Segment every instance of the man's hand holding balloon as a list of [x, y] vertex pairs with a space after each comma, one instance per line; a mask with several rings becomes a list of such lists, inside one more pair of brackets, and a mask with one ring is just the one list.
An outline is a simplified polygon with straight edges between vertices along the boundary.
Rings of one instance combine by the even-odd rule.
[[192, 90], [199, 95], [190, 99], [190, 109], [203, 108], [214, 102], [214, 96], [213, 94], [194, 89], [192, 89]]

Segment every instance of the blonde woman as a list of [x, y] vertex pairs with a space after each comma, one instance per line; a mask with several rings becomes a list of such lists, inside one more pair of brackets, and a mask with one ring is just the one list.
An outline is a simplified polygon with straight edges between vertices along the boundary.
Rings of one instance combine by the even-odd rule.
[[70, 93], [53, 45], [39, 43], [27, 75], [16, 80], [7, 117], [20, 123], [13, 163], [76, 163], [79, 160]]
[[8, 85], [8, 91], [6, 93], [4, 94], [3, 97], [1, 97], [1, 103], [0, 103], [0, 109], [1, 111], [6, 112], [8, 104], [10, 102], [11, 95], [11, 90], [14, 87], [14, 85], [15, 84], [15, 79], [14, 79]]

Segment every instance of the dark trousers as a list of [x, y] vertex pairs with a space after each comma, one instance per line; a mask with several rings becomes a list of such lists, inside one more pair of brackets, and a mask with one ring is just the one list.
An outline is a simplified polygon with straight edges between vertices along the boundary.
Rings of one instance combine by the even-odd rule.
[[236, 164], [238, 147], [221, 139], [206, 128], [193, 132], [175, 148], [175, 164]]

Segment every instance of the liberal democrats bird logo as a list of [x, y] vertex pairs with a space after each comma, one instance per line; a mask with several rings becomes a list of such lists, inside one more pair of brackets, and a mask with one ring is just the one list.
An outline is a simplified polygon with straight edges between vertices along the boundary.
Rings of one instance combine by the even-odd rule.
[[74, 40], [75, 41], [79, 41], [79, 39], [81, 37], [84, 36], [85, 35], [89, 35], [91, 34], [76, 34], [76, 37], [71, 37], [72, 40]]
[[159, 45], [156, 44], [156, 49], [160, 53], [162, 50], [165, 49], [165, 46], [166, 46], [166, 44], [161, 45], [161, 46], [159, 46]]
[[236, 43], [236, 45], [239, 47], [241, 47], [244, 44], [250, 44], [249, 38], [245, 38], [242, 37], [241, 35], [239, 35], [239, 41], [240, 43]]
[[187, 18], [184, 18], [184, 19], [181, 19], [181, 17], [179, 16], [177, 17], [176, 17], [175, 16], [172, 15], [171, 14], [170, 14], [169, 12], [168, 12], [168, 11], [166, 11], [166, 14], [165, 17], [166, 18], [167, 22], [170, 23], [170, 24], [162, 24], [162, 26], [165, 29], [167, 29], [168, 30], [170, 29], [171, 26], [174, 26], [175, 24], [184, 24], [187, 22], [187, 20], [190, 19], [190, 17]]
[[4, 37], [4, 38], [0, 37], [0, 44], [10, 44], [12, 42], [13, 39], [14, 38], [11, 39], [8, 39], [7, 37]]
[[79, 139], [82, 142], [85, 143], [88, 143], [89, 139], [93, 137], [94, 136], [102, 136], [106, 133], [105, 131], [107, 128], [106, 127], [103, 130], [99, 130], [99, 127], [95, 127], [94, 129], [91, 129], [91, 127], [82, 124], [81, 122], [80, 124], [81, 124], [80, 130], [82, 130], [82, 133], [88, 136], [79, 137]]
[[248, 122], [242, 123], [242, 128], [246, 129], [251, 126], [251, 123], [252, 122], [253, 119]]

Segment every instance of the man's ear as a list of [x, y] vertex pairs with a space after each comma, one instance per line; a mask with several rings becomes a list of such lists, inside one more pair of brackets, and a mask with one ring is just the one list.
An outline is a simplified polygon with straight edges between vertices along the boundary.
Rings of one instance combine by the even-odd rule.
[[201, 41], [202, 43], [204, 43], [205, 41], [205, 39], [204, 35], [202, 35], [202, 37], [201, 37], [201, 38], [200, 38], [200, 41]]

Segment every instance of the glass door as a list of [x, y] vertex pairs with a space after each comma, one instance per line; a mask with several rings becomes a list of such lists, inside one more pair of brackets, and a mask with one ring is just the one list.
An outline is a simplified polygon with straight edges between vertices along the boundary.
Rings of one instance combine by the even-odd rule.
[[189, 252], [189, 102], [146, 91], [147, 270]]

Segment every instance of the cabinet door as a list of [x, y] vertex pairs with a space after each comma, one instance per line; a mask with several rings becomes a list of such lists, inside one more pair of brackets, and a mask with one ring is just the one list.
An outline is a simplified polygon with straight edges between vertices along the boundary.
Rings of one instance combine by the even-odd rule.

-*-*-

(Exercise details) Print all of the data above again, line for line, without changing a single character.

(Correct output)
Segment every instance of the man's hand holding balloon as a list of [x, y] vertex pairs with a space after each comma, one instance per line; a mask with several rings becomes a list of such lists, inside one more pair of brackets, and a mask with one ring is just the one list.
An outline is a simplified polygon with straight edges between vertices along the boundary.
Rings of one instance combine by the even-odd rule.
[[192, 90], [199, 95], [190, 99], [190, 109], [203, 108], [214, 102], [214, 96], [213, 94], [194, 89], [192, 89]]

Segment every instance of the blonde woman as a list of [x, y] vertex pairs with a space after each comma, one instance per line; a mask with several rings becomes a list of such lists, inside one more pair of brackets, and a mask with one ring is just the one list.
An outline is a simplified polygon with straight edges between vertices along the boundary.
Rings of one instance combine by the even-odd rule.
[[70, 93], [53, 45], [39, 43], [27, 75], [16, 80], [7, 117], [20, 123], [13, 163], [76, 163], [79, 160]]
[[8, 85], [8, 91], [6, 93], [4, 94], [3, 97], [1, 97], [1, 103], [0, 103], [0, 109], [1, 111], [6, 112], [8, 104], [10, 102], [11, 95], [11, 90], [14, 87], [14, 85], [15, 84], [15, 79], [14, 79]]

Segment every instance of the dark trousers as a list of [x, y] vertex pairs with a space after each comma, one instance per line; a mask with several rings becomes a list of such lists, inside one more pair of brackets, and a mask with one ring is just the one list.
An outline is a simplified polygon with straight edges between vertices along the boundary.
Rings of one instance combine by the even-odd rule.
[[236, 164], [238, 147], [221, 139], [206, 128], [193, 132], [175, 148], [175, 164]]

Segment every instance of the liberal democrats bird logo as a list of [x, y] vertex pairs with a space after each comma, one instance per line; a mask with several rings becomes a list of such lists, inside one more pair of brackets, and a mask with one ring is just the one list.
An outline is a simplified polygon with straight edges between vertices along the boundary.
Rings of one instance combine by the even-odd rule.
[[74, 40], [75, 41], [79, 41], [79, 39], [81, 37], [84, 36], [85, 35], [89, 35], [91, 34], [76, 34], [76, 37], [71, 37], [72, 40]]
[[159, 45], [156, 44], [156, 49], [160, 53], [162, 50], [165, 49], [165, 46], [166, 46], [166, 44], [161, 45], [161, 46], [159, 46]]
[[236, 43], [236, 45], [239, 47], [241, 47], [244, 44], [250, 44], [249, 38], [245, 38], [242, 37], [241, 35], [239, 35], [239, 41], [240, 43]]
[[187, 18], [184, 18], [184, 19], [181, 19], [181, 17], [179, 16], [177, 17], [176, 17], [175, 16], [172, 15], [171, 14], [170, 14], [169, 12], [168, 12], [168, 11], [166, 11], [166, 14], [165, 17], [166, 18], [167, 22], [170, 23], [170, 24], [162, 24], [162, 26], [165, 29], [167, 29], [168, 30], [170, 29], [171, 26], [174, 26], [175, 24], [184, 24], [187, 22], [187, 20], [190, 19], [190, 17]]
[[4, 37], [4, 38], [0, 37], [0, 44], [10, 44], [12, 42], [13, 39], [14, 38], [11, 39], [8, 39], [7, 37]]
[[79, 139], [82, 142], [85, 143], [88, 143], [89, 139], [93, 137], [94, 136], [102, 136], [106, 133], [105, 131], [107, 128], [106, 127], [103, 130], [99, 130], [99, 127], [95, 127], [94, 129], [91, 129], [91, 127], [82, 124], [81, 122], [80, 124], [81, 124], [80, 130], [82, 130], [82, 133], [88, 136], [79, 137]]
[[248, 122], [242, 123], [242, 128], [246, 129], [251, 126], [251, 123], [252, 122], [253, 119]]

Segment every instance of the man's ear as a list of [x, y] vertex pairs with a space after each comma, one instance per line; a mask with several rings becomes a list of such lists, inside one more pair of brackets, and a mask with one ring is just the one list.
An outline is a simplified polygon with straight edges between vertices along the boundary.
Rings of one instance combine by the even-odd rule.
[[201, 41], [202, 43], [204, 43], [205, 41], [205, 39], [204, 35], [202, 35], [202, 37], [201, 37], [201, 38], [200, 38], [200, 41]]

Segment every instance of the glass door as a list of [x, y] vertex pairs with a space after each comma, one instance per line; a mask with several rings becomes a list of such lists, inside one more pair of brackets, and a mask with one ring is just the one list.
An outline is a simplified polygon with straight edges between vertices along the boundary.
Rings of one instance combine by the even-odd rule.
[[189, 252], [189, 102], [146, 91], [147, 270]]

Segment every instance of the cabinet door as a list of [x, y] vertex pairs with a space after each comma, one instance per line; a mask with several rings becomes a list of such lists, inside one more pair of brackets, and a mask with one ring is just the one list.
An outline is a simplified polygon with straight edges between vertices along the boundary.
Rings of one instance combine by the even-odd rule.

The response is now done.